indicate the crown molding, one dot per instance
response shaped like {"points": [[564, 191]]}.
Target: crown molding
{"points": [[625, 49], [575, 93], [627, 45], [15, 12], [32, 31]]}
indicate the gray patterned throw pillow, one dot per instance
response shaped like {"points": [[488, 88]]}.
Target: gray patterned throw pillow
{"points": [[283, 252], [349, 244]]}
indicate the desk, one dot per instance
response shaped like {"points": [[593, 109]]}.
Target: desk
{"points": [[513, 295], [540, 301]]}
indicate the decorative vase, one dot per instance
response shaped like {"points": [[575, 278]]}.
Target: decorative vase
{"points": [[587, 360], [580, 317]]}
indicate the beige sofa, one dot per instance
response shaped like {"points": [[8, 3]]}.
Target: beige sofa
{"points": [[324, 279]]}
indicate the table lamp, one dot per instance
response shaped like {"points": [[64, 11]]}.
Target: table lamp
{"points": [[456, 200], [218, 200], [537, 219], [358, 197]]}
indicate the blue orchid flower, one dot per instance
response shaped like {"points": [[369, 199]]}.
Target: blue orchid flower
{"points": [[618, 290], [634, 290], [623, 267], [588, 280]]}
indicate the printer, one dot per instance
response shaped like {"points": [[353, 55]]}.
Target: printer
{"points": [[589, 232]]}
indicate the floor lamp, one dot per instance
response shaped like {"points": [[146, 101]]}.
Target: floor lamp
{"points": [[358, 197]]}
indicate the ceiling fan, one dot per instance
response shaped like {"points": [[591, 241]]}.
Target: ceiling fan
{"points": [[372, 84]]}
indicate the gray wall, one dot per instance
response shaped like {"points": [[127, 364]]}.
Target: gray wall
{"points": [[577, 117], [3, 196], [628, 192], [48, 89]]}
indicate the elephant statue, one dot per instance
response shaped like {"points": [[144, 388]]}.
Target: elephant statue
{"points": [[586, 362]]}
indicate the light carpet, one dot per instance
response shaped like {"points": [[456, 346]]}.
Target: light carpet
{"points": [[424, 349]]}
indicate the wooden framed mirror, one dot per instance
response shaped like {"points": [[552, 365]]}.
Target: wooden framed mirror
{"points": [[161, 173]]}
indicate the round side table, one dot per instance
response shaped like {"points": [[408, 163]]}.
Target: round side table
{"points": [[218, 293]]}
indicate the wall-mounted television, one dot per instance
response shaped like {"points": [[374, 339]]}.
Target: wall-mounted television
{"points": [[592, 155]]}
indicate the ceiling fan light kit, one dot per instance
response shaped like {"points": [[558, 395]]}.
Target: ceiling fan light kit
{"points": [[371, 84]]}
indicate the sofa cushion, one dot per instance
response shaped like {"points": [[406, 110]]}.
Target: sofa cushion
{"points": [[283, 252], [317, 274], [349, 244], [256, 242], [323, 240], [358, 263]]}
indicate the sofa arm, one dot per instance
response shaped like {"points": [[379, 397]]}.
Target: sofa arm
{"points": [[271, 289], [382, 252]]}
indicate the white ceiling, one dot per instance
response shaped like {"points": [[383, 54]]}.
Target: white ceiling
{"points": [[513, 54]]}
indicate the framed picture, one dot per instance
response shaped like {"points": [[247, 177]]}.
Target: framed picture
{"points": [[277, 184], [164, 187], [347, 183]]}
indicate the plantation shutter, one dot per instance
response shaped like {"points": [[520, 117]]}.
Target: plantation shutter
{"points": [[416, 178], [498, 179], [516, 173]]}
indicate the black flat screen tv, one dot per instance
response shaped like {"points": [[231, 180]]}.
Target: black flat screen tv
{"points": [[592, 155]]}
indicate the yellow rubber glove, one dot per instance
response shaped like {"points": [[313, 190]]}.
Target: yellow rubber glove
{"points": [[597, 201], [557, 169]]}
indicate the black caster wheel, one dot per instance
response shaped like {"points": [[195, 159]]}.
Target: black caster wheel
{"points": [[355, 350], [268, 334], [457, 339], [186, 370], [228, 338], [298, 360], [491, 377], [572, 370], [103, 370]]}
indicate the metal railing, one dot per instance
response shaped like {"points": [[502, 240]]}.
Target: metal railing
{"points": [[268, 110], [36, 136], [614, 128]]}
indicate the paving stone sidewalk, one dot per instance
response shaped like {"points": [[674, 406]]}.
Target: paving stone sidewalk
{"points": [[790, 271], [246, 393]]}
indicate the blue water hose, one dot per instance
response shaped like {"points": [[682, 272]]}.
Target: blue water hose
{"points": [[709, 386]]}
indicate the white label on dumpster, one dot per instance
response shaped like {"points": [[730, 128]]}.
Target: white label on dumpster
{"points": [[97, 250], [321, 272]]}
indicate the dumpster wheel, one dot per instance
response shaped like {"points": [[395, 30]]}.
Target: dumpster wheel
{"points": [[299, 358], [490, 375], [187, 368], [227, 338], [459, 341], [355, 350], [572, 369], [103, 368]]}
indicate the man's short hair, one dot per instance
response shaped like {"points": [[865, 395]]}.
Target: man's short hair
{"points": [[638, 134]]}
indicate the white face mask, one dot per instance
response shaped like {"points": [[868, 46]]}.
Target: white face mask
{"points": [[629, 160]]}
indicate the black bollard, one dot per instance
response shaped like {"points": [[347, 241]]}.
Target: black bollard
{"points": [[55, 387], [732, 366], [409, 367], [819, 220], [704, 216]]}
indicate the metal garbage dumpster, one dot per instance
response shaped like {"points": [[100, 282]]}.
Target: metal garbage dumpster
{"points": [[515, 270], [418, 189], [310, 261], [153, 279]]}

********

> Directive
Please pull every line of the rows above and reproduce each one verbatim, in its original order.

> Finished exercise
indicate the crown molding, one dot per instance
response shaped like {"points": [[564, 191]]}.
Target: crown molding
{"points": [[625, 49], [575, 93], [627, 45], [15, 12], [32, 31]]}
indicate the gray patterned throw pillow, one dot per instance
response shaped like {"points": [[488, 88]]}.
Target: gray patterned throw pillow
{"points": [[283, 252], [349, 244]]}
indicate the desk, one dot per instance
response shaped like {"points": [[593, 109]]}.
Target: desk
{"points": [[513, 295], [540, 301]]}
indicate the decorative vase, one dot per instance
response shaped like {"points": [[575, 278]]}.
Target: decorative vase
{"points": [[587, 360], [580, 317]]}
indicate the beige sofa, one dot per instance
response shaped like {"points": [[8, 3]]}.
Target: beige sofa
{"points": [[324, 279]]}
indicate the table lamp, one dot per instance
response shaped like {"points": [[64, 11]]}.
Target: table lamp
{"points": [[456, 200], [218, 200], [537, 219], [358, 197]]}
indicate the blue orchid flower, one dot per instance
response shaped like {"points": [[369, 199]]}.
Target: blue orchid flower
{"points": [[618, 290], [634, 290], [623, 267], [588, 280]]}
indicate the printer, one dot per instance
response shaped like {"points": [[353, 55]]}.
Target: printer
{"points": [[589, 232]]}
indicate the floor lamp, one dot per instance
response shaped like {"points": [[146, 101]]}.
Target: floor lamp
{"points": [[358, 197]]}
indicate the ceiling fan, one dot per instance
response shaped like {"points": [[591, 241]]}.
Target: ceiling fan
{"points": [[372, 84]]}
indicate the gray wall, one dot per instance
response shaped like {"points": [[127, 364]]}.
Target: gray wall
{"points": [[577, 117], [3, 196], [628, 192], [48, 89]]}
indicate the elephant statue, one dot per instance
response shaped like {"points": [[144, 388]]}.
Target: elephant statue
{"points": [[586, 362]]}
indicate the light carpet, one dot per instance
response shaped like {"points": [[456, 346]]}.
Target: light carpet
{"points": [[424, 349]]}
indicate the wooden framed mirror, one dot per instance
response shaped like {"points": [[552, 365]]}.
Target: wooden framed mirror
{"points": [[161, 173]]}
indicate the round side table, one dot per instance
response shaped like {"points": [[408, 163]]}.
Target: round side table
{"points": [[218, 293]]}
indicate the wall-mounted television, one dot per instance
response shaped like {"points": [[374, 339]]}.
Target: wall-mounted television
{"points": [[592, 155]]}
indicate the ceiling fan light kit, one dot per instance
response shaped like {"points": [[558, 395]]}.
Target: ceiling fan light kit
{"points": [[371, 84]]}
indicate the sofa cushion, one dot per instance
response shaped like {"points": [[406, 110]]}.
Target: sofa cushion
{"points": [[283, 252], [317, 274], [349, 244], [256, 242], [323, 240], [358, 263]]}
indicate the sofa arm, one dot per instance
response shaped like {"points": [[379, 397]]}.
Target: sofa arm
{"points": [[271, 289], [382, 252]]}
indicate the white ceiling, one dot per instance
response shaped like {"points": [[383, 54]]}.
Target: white ceiling
{"points": [[513, 54]]}
indicate the framed picture, one dot per instance
response shaped like {"points": [[247, 177]]}.
Target: framed picture
{"points": [[277, 184], [164, 187], [347, 183]]}
indicate the plantation shutter, one dot per instance
response shaped like {"points": [[520, 117]]}.
Target: plantation shutter
{"points": [[416, 178], [498, 179], [516, 173]]}
indicate the black flat screen tv, one dot per instance
response shaped like {"points": [[231, 180]]}.
Target: black flat screen tv
{"points": [[592, 155]]}
indicate the yellow rubber glove, one dot per instance
response shaped like {"points": [[313, 190]]}.
Target: yellow rubber glove
{"points": [[597, 201], [557, 169]]}
indicate the black caster wheel, one dot per instance
response shaped like {"points": [[195, 159]]}.
Target: black caster wheel
{"points": [[355, 350], [268, 334], [457, 339], [186, 370], [228, 338], [298, 360], [491, 377], [572, 370], [103, 370]]}
indicate the metal railing, one dot per instance
response shaped like {"points": [[502, 240]]}.
Target: metal railing
{"points": [[268, 110], [36, 136], [614, 128]]}
indicate the paving stone sidewalk, one dot per instance
response shaped like {"points": [[674, 406]]}.
Target: paving stone sidewalk
{"points": [[790, 271], [246, 393]]}
indicate the blue water hose, one dot per instance
response shaped like {"points": [[682, 272]]}.
Target: blue water hose
{"points": [[709, 386]]}
indicate the white label on dumpster, one dot per instance
response shaped like {"points": [[730, 128]]}.
Target: white label on dumpster
{"points": [[97, 250], [321, 272]]}
indicate the dumpster wheel, one dot per instance
response shaped like {"points": [[395, 30]]}.
Target: dumpster wheel
{"points": [[299, 358], [490, 375], [187, 368], [227, 338], [459, 341], [355, 350], [572, 369], [103, 368]]}
indicate the man's short hair, one dot per instance
response shaped like {"points": [[865, 395]]}.
Target: man's short hair
{"points": [[638, 134]]}
indicate the white face mask, one dot per instance
response shaped like {"points": [[868, 46]]}.
Target: white face mask
{"points": [[629, 160]]}
indicate the black bollard, one dot per instance
response shaped like {"points": [[347, 241]]}.
Target: black bollard
{"points": [[55, 387], [732, 366], [409, 367], [819, 220], [704, 216]]}
indicate the metal garbage dumpster, one dot per instance
response shaped like {"points": [[100, 282]]}.
Target: metal garbage dumpster
{"points": [[515, 270], [418, 189], [310, 261], [153, 279]]}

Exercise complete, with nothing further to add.